AIM OF THE TASK: Exclude the pictures; give every entry again exactly as written.

SOURCE DATA:
========================================================================

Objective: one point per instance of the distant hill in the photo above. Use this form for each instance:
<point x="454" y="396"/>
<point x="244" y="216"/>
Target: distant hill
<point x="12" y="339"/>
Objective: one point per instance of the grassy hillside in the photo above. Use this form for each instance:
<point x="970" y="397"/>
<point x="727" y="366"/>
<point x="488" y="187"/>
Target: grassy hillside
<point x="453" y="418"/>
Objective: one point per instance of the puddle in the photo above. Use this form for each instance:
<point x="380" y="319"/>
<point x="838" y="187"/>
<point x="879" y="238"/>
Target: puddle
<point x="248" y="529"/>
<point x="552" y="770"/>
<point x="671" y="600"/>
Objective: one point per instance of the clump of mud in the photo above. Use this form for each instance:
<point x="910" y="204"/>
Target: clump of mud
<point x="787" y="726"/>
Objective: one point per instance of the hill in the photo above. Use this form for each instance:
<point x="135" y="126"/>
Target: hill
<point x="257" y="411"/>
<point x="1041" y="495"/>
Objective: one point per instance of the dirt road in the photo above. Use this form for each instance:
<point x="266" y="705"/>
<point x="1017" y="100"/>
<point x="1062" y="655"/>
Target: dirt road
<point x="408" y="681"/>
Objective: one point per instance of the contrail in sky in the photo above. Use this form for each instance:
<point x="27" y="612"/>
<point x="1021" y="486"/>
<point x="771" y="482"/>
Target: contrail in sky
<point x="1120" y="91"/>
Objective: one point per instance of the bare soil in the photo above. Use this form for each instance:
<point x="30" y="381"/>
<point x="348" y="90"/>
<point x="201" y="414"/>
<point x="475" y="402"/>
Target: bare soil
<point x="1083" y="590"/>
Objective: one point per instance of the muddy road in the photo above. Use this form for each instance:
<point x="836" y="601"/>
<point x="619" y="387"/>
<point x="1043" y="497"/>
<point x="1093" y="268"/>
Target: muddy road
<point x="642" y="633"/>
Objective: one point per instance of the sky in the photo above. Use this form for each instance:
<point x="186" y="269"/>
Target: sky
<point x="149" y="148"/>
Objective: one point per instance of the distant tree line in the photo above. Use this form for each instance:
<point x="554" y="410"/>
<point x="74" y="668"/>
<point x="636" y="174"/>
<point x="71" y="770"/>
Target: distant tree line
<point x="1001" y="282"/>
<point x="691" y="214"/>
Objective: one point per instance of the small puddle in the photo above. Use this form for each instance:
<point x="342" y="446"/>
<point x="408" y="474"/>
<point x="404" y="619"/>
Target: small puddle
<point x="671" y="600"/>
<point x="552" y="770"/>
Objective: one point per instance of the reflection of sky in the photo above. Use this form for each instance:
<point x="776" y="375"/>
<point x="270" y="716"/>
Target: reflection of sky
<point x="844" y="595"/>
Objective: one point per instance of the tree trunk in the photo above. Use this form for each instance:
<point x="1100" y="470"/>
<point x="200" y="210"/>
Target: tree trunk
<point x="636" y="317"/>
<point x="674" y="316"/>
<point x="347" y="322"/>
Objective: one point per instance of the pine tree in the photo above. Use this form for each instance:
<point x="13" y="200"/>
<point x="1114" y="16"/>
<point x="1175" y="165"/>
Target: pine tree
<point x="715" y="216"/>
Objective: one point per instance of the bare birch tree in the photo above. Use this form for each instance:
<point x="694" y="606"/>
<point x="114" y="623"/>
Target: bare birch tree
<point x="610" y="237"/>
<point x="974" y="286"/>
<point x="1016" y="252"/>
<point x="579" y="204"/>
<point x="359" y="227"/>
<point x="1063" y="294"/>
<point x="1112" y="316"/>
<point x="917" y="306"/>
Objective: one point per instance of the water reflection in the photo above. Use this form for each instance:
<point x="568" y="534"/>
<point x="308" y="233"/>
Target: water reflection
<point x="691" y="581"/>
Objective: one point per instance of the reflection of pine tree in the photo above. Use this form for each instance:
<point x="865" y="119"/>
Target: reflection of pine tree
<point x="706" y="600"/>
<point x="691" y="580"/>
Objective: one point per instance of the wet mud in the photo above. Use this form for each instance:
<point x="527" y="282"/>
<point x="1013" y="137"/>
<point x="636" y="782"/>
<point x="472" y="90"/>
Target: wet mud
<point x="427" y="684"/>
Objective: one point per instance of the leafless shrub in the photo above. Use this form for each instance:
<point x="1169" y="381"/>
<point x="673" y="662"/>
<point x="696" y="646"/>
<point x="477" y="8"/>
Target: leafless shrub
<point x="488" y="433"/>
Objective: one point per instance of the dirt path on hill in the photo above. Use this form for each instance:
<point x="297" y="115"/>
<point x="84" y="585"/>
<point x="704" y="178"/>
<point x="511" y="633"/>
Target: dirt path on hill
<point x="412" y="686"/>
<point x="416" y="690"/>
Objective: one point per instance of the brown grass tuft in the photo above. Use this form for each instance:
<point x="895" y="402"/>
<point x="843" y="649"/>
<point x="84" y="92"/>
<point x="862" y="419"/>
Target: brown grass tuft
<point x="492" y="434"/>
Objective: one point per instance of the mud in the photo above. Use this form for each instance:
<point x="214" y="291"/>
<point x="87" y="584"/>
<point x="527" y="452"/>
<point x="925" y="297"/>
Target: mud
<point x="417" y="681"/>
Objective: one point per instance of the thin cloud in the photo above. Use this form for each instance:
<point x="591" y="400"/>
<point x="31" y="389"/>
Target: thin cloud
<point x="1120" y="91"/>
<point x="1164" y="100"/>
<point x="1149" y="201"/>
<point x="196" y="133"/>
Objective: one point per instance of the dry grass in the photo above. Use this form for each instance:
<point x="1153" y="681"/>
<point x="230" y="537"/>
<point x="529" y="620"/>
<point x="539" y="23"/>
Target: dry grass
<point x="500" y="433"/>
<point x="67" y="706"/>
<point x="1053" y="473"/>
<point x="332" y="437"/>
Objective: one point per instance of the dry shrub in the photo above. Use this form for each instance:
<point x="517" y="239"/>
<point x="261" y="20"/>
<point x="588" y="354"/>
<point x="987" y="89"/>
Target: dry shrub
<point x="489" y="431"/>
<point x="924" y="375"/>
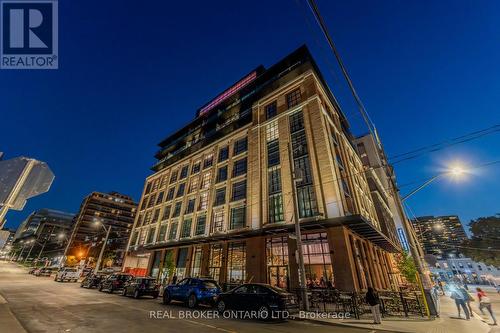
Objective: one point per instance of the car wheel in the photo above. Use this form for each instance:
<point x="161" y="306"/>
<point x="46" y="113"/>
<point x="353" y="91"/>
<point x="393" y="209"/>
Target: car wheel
<point x="221" y="306"/>
<point x="192" y="301"/>
<point x="264" y="312"/>
<point x="166" y="297"/>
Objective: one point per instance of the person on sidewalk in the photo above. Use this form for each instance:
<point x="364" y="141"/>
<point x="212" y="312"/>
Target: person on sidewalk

========================================================================

EXERCISE SOLUTION:
Objective: one point per instance of the distant hill in the photo above. Use this form for each instance:
<point x="454" y="396"/>
<point x="244" y="216"/>
Target: distant hill
<point x="12" y="339"/>
Objective: one point per instance of the grassy hillside in the photo above. Use this form for each instance:
<point x="970" y="397"/>
<point x="727" y="366"/>
<point x="488" y="187"/>
Target: grassy hillside
<point x="453" y="418"/>
Objective: one point per instance of the puddle in the photo above. Use this form for each instance:
<point x="380" y="319"/>
<point x="838" y="187"/>
<point x="879" y="238"/>
Target: puddle
<point x="248" y="529"/>
<point x="552" y="770"/>
<point x="671" y="600"/>
Objective: one point per instance of the clump of mud in the photo above. Use this form for each instance:
<point x="910" y="204"/>
Target: clump of mud
<point x="787" y="726"/>
Objective: one point per instance of the hill in the photo above. Use this form for each instance:
<point x="135" y="126"/>
Target: hill
<point x="257" y="411"/>
<point x="1041" y="495"/>
Objective: one point per instance of the dirt road in the photo above. Use this form for each instance:
<point x="266" y="705"/>
<point x="1017" y="100"/>
<point x="1062" y="655"/>
Target: dirt road
<point x="408" y="681"/>
Objective: one point per instance of the contrail in sky in the photo above. Use this form for each instance:
<point x="27" y="612"/>
<point x="1021" y="486"/>
<point x="771" y="482"/>
Target: contrail in sky
<point x="1120" y="91"/>
Objective: one point per instance of the bare soil in the photo above. Use this form for each instance:
<point x="30" y="381"/>
<point x="348" y="90"/>
<point x="201" y="414"/>
<point x="475" y="402"/>
Target: bare soil
<point x="1083" y="590"/>
Objective: one point per instance of the muddy road in the photo above. Use this form for each instance:
<point x="836" y="601"/>
<point x="619" y="387"/>
<point x="1043" y="497"/>
<point x="1093" y="268"/>
Target: muddy road
<point x="642" y="633"/>
Objective: one point per instance of the sky in the photo above. Use this form for each instance:
<point x="186" y="269"/>
Target: sky
<point x="149" y="148"/>
Objective: one point per instance of the distant tree line in the photo above. Use this form for each instance:
<point x="554" y="410"/>
<point x="74" y="668"/>
<point x="636" y="174"/>
<point x="71" y="770"/>
Target: distant tree line
<point x="1001" y="282"/>
<point x="691" y="214"/>
Objective: one point per instance of the small puddle in the photo above. Use this form for each instance:
<point x="342" y="446"/>
<point x="408" y="474"/>
<point x="404" y="619"/>
Target: small puddle
<point x="671" y="600"/>
<point x="552" y="770"/>
Objective: one point per instance of the reflection of sky in the photo above. Use this form for each instance:
<point x="776" y="375"/>
<point x="270" y="716"/>
Target: reflection of sky
<point x="844" y="595"/>
Objective: one point per instance of the tree trunk in the photo above. Use this form for each instance:
<point x="1100" y="470"/>
<point x="200" y="210"/>
Target: tree trunk
<point x="636" y="317"/>
<point x="674" y="316"/>
<point x="347" y="322"/>
Objective: one point per instance of the pine tree in the photo above. Use this form for each instance:
<point x="13" y="200"/>
<point x="1114" y="16"/>
<point x="1175" y="165"/>
Target: pine tree
<point x="715" y="216"/>
Objective: one point per instance of the bare birch tree in the photo above. Use this form for each instance:
<point x="694" y="606"/>
<point x="114" y="623"/>
Target: bare birch tree
<point x="610" y="237"/>
<point x="974" y="286"/>
<point x="1016" y="252"/>
<point x="579" y="204"/>
<point x="359" y="227"/>
<point x="1063" y="294"/>
<point x="1112" y="316"/>
<point x="917" y="306"/>
Objective: one point per instance of the water reflection in the photo above. Use this form for each instance:
<point x="568" y="534"/>
<point x="308" y="233"/>
Target: water reflection
<point x="691" y="581"/>
Objective: one point per instance of the reflection of pine tree in the photo above. Use this form for each instance:
<point x="865" y="119"/>
Target: reflection of pine tree
<point x="706" y="600"/>
<point x="691" y="580"/>
Objective: one point per instance of the wet mud in the photo above. Use this form for each instance:
<point x="527" y="282"/>
<point x="1013" y="137"/>
<point x="636" y="782"/>
<point x="472" y="90"/>
Target: wet mud
<point x="427" y="684"/>
Objective: one point per instance of the leafless shrub in the photo above. Use this form for each instance:
<point x="1169" y="381"/>
<point x="673" y="662"/>
<point x="696" y="646"/>
<point x="477" y="8"/>
Target: leafless shrub
<point x="488" y="433"/>
Objective: one point per instance of the dirt path on hill in the photo above. Use this form for each instance:
<point x="297" y="115"/>
<point x="84" y="585"/>
<point x="704" y="178"/>
<point x="511" y="633"/>
Target: dirt path on hill
<point x="412" y="686"/>
<point x="416" y="690"/>
Objective: one point per instance of the brown grass tuft in the photo above. Use this form for each instance:
<point x="895" y="402"/>
<point x="843" y="649"/>
<point x="84" y="92"/>
<point x="862" y="419"/>
Target: brown grass tuft
<point x="492" y="434"/>
Objective: one point per instance of the mud in the photo above. Use this form for each instance:
<point x="214" y="291"/>
<point x="87" y="584"/>
<point x="527" y="452"/>
<point x="925" y="297"/>
Target: mud
<point x="417" y="681"/>
Objective: one point per instance of the thin cloud in the photo above. Use this form for each instance:
<point x="591" y="400"/>
<point x="31" y="389"/>
Target: thin cloud
<point x="1120" y="91"/>
<point x="1164" y="100"/>
<point x="1149" y="201"/>
<point x="196" y="133"/>
Objective: one point per instance of the dry grass in the photo above. Use this form for each instance:
<point x="1153" y="681"/>
<point x="230" y="537"/>
<point x="529" y="620"/>
<point x="539" y="23"/>
Target: dry grass
<point x="500" y="433"/>
<point x="67" y="706"/>
<point x="1053" y="473"/>
<point x="332" y="437"/>
Objective: one point per instance of the dry shrub in the photo above. Use this form for each instance:
<point x="517" y="239"/>
<point x="261" y="20"/>
<point x="588" y="354"/>
<point x="987" y="89"/>
Target: dry shrub
<point x="489" y="431"/>
<point x="924" y="375"/>
Objective: one point per instance of the car wheel in the photo above. Use this form for each instance:
<point x="161" y="306"/>
<point x="46" y="113"/>
<point x="353" y="91"/>
<point x="393" y="209"/>
Target: car wheel
<point x="221" y="306"/>
<point x="192" y="301"/>
<point x="264" y="312"/>
<point x="166" y="297"/>
Objective: one point per instance of the person on sidewalk in the photo above. Use this form for each instance:
<point x="364" y="141"/>
<point x="212" y="312"/>
Target: person on sidewalk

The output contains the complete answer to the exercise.